*原文*:
───

成績に関しては、自分のことを自分で評価しないんで。それは周りがすることですからね。僕の中では数字というよりは、一番評価できるのはケガをせずに、離脱しなかったことですね。コロナ以外で。そこだけです。

-55試合の登板は目標を超えたか

目標とかも立てなかったんです。とにかく健康でいること。そこに関してはお金も時間も使ったし、いろんな人に助けてもらった。ケガしなかったら、ある程度はやれるというのは思ってましたよ。力勝負しに行ってるわけですから。

-印象に残るこの試合、この対戦は

最初のヤンキース戦ですね(注1)。2イニング投げて、いいピッチングできたことが、ものすごく自信になりましたね。ジャッジ、スタントンとかと対戦して、世界で勝負していけるかなっていうきっかけだったり、自信を持ってもいいんじゃないかと思えた試合でしたね。

───

*課題内容*: 原文で、印象に残る試合として挙げられているのはどの試合ですか。

*データ一覧*:
───

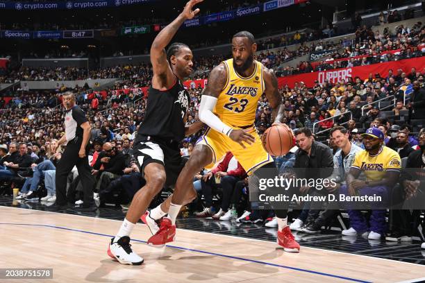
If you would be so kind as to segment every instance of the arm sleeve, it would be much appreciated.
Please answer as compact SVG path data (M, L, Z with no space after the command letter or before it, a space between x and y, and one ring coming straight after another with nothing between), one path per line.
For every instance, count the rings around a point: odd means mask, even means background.
M72 109L72 118L77 122L77 126L80 126L83 123L87 122L87 118L83 110L79 107Z
M199 105L199 120L217 132L228 136L233 129L212 113L216 103L216 97L203 95Z
M390 156L385 164L386 171L394 171L399 172L401 169L401 160L398 153L394 153Z
M106 169L106 171L113 173L114 174L122 175L122 171L126 168L126 160L124 155L117 158L113 165Z

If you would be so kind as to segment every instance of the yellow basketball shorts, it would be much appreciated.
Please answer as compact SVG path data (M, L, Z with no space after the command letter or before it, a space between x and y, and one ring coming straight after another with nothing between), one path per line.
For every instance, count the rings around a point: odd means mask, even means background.
M208 146L212 151L212 162L206 166L210 169L214 166L215 162L220 160L228 151L231 151L236 160L245 169L248 175L252 174L255 169L273 162L273 159L262 147L260 136L253 126L247 129L248 132L252 135L256 141L252 144L244 142L245 148L236 142L233 141L226 135L208 128L198 144Z

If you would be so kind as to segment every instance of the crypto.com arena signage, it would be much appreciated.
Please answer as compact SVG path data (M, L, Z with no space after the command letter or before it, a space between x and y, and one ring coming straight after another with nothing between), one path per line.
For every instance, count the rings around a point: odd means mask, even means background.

───

*模範解答*: 最初のヤンキース戦です。